Work instructions - Repeat the listing word for word, from its first line up to and including the line that contains "M172 357L177 357L178". Leave the pictures out.

Exercise input -
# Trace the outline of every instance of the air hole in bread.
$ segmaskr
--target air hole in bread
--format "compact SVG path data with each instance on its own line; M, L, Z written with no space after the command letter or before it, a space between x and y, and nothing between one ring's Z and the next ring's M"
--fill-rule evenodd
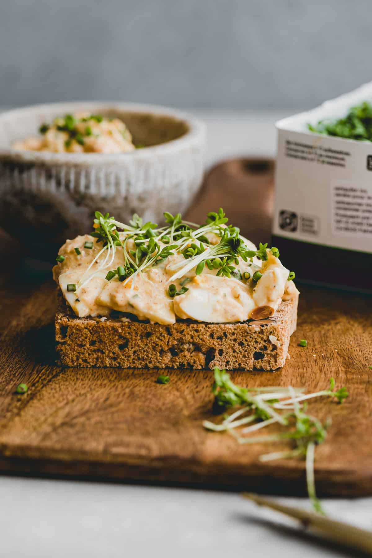
M213 347L211 347L210 349L208 349L205 353L205 365L209 366L212 360L214 360L215 356L216 349Z
M172 357L177 357L178 354L178 351L175 347L170 347L169 352Z

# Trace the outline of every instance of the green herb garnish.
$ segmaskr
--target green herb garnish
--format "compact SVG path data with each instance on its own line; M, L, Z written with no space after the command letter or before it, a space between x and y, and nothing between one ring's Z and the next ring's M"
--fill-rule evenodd
M80 288L102 270L110 269L116 251L122 250L124 263L118 273L111 270L106 276L108 281L117 277L124 285L147 269L159 264L167 263L167 259L175 253L182 254L183 261L176 261L170 265L173 271L169 279L168 293L171 297L183 294L187 289L181 283L182 288L177 291L175 286L177 280L183 279L188 274L199 275L207 268L216 270L218 276L233 277L239 280L251 280L254 282L262 276L260 266L253 261L257 257L262 261L267 260L269 249L278 257L279 251L273 247L268 248L267 244L260 243L258 250L250 250L245 244L245 239L240 235L239 229L231 225L227 225L228 218L221 208L217 212L211 211L207 215L205 223L199 226L182 220L181 214L173 215L168 211L164 213L166 224L158 227L149 221L143 223L136 213L129 220L129 224L117 221L109 213L104 214L95 211L94 219L95 230L91 236L97 243L102 243L102 248L91 262L77 286ZM120 234L119 231L120 231ZM210 240L210 234L219 238L218 244ZM128 241L131 240L134 247L129 248ZM165 244L162 246L162 244ZM93 248L93 243L86 242L84 248ZM89 273L93 265L102 256L98 267ZM249 272L242 272L236 266L243 260L250 266ZM291 276L291 274L289 274ZM173 285L174 286L172 286Z
M343 118L319 121L307 124L311 132L359 141L372 141L372 104L364 101L352 107Z
M255 272L253 273L252 281L254 281L255 283L257 283L258 281L259 281L259 280L262 277L262 273L260 273L259 271L255 271Z
M163 376L160 374L160 376L156 378L157 383L169 383L169 381L170 378L169 376Z
M180 289L179 291L177 290L177 287L175 285L172 283L168 287L168 293L170 296L173 298L173 296L179 296L180 295L183 295L185 292L187 292L189 289L187 287L182 287Z
M49 126L47 124L42 124L39 128L38 131L41 134L46 134L49 129Z
M27 384L25 383L18 384L16 388L16 391L17 393L26 393L26 391L28 389Z
M105 278L107 279L107 281L111 281L111 280L117 275L118 272L116 271L109 271Z

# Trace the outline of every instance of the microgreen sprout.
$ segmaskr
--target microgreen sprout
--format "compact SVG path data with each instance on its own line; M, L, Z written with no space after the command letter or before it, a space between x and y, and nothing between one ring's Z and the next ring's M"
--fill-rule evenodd
M59 125L71 124L68 119L67 124L65 120ZM170 286L188 274L200 275L206 268L215 270L218 277L255 283L262 275L259 261L267 260L270 250L276 257L279 256L278 249L269 249L267 244L260 243L258 250L248 249L239 229L226 224L228 218L221 208L208 213L201 226L182 220L180 213L173 215L167 211L164 213L166 224L163 227L151 221L144 223L137 213L129 224L117 220L109 213L96 211L94 217L94 230L90 235L95 243L87 240L84 244L85 249L93 251L94 257L76 285L78 291L104 270L107 270L107 281L119 281L124 286L152 267L166 265L167 270L173 272L168 280ZM99 251L95 244L101 245ZM78 255L78 249L75 249ZM111 269L118 250L122 251L124 262L118 269ZM168 259L176 254L182 254L183 258L169 262ZM249 272L237 267L242 262L249 266ZM170 296L187 292L186 287L181 286L179 290L176 287L174 294L171 294L173 288L171 287Z
M306 400L329 397L342 403L349 395L346 388L336 389L333 378L330 380L330 389L310 394L304 393L302 388L292 386L244 388L236 386L225 370L216 367L212 391L215 396L214 413L221 414L234 407L238 408L230 414L224 415L222 422L216 424L204 421L205 428L215 432L226 431L240 444L290 443L292 446L290 449L261 455L260 461L305 458L309 498L314 509L318 513L324 513L315 491L315 450L316 446L326 439L331 421L328 419L322 423L310 415L307 412ZM285 431L263 436L249 435L254 431L276 423L285 427Z
M156 378L157 383L169 383L169 381L170 378L169 376L164 376L162 374L158 376Z
M26 391L28 389L27 384L25 383L18 384L16 388L16 391L17 393L26 393Z

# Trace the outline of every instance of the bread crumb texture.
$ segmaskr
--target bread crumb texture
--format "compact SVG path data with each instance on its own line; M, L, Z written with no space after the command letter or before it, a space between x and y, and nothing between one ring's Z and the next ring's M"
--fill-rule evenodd
M265 319L171 325L76 318L60 293L58 298L57 362L66 367L275 370L284 364L296 328L298 297Z

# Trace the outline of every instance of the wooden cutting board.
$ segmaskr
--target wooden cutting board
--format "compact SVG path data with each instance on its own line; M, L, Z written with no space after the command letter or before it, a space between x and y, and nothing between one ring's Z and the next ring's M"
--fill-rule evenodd
M256 170L262 189L269 190L273 165L268 164ZM222 196L215 195L226 192L226 172L229 187L240 189L244 203L257 187L255 171L247 168L246 178L240 174L234 181L231 162L221 165L221 182L215 169L198 204L207 210L215 200L220 205ZM254 233L239 211L244 232ZM301 291L286 365L274 372L233 372L233 381L313 391L326 388L333 376L338 386L346 386L350 396L342 405L311 403L313 414L333 421L316 450L317 488L321 496L372 494L372 299ZM170 382L162 385L156 383L159 370L55 366L55 309L51 281L31 284L13 270L0 274L1 471L305 493L303 461L258 460L280 446L240 446L228 434L204 430L202 421L214 418L211 371L168 371ZM306 348L298 346L302 338ZM24 395L15 393L21 382L28 386Z

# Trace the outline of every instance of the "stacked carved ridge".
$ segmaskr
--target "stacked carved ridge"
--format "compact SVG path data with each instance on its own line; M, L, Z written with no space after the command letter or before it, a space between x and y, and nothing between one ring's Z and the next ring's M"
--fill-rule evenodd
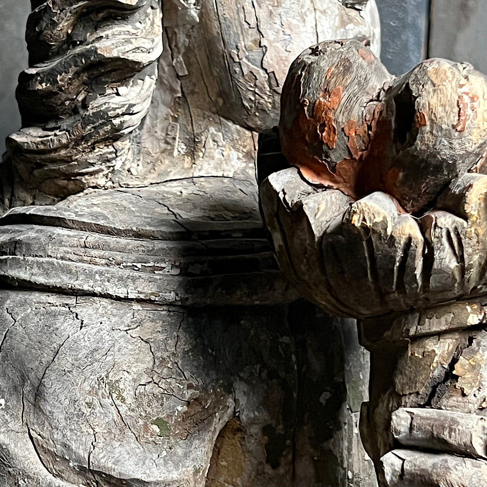
M322 42L290 68L280 130L309 182L356 199L385 191L416 212L462 173L483 172L487 79L441 59L394 78L362 43Z
M7 140L17 204L53 203L130 170L162 51L157 0L32 7L17 92L22 128Z
M0 283L185 306L296 299L278 269L253 183L194 181L89 190L11 209L0 219Z

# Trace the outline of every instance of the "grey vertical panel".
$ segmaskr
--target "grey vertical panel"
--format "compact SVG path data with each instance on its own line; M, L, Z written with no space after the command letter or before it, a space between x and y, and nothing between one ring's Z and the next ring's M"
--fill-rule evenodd
M430 54L487 73L487 0L432 0Z
M0 154L5 138L20 126L15 101L19 74L27 67L24 40L25 24L30 13L29 0L0 0Z
M382 31L381 59L391 73L402 75L426 55L429 0L376 0L376 2Z

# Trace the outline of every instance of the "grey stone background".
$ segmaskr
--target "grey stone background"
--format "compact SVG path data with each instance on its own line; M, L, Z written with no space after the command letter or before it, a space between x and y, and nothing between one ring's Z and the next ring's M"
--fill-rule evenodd
M19 74L27 67L24 34L29 0L0 0L0 153L5 138L20 126L15 101Z
M393 74L406 72L426 57L467 61L487 73L487 0L376 1L381 57ZM15 93L19 73L27 66L24 32L30 6L28 0L0 0L0 7L1 153L5 138L20 126Z

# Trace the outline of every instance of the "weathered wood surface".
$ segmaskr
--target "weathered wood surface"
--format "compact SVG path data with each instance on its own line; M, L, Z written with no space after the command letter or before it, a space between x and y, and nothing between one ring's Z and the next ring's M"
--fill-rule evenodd
M487 176L466 174L438 204L461 218L435 210L418 220L385 193L354 202L307 184L295 168L261 188L281 268L309 299L355 317L485 293L486 191Z
M486 79L433 59L381 86L366 49L324 43L291 68L280 128L299 169L262 184L265 221L298 288L361 318L381 487L486 487ZM362 95L382 104L373 130Z
M390 487L484 487L487 462L453 455L395 450L383 460Z
M376 485L367 356L276 304L297 295L255 182L289 64L336 37L378 52L373 0L33 6L2 166L0 483Z
M357 41L322 43L289 70L282 151L311 183L356 199L384 191L416 212L482 170L486 102L487 79L469 65L431 59L393 79Z
M52 203L136 165L162 50L156 1L33 7L17 89L22 129L7 139L4 163L7 206Z
M471 63L487 73L486 0L432 0L430 56Z

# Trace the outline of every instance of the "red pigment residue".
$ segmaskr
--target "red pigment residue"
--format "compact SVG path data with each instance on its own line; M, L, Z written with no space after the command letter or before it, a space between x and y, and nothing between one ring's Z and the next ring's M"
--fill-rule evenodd
M337 143L337 128L334 124L335 112L340 104L343 95L343 89L341 86L334 88L331 93L323 93L315 104L313 110L313 118L320 138L331 149L335 149ZM306 116L308 116L307 113Z
M416 112L414 116L414 122L417 127L424 127L428 125L428 118L426 114L422 112Z
M458 120L453 128L457 132L464 132L467 128L467 122L468 121L468 106L470 99L467 94L462 93L457 100L458 107Z

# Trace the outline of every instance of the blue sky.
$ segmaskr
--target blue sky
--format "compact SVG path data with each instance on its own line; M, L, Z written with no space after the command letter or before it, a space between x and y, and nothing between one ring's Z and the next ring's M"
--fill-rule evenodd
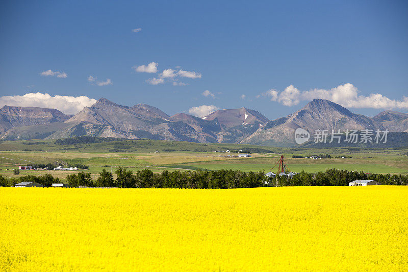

The response -
# Trace the outline of every instance of the air hole in bread.
$ segmaskr
--target air hole in bread
--format "compact SVG path data with each instance on its own line; M, L, Z written with no space after the command letter or before it, a space between x and y, and nothing between one ring's Z and the next ring's M"
--fill-rule evenodd
M213 347L211 347L210 349L208 349L205 353L205 365L209 366L212 360L214 360L215 356L216 349Z
M172 357L177 357L178 354L178 351L175 347L170 347L169 352Z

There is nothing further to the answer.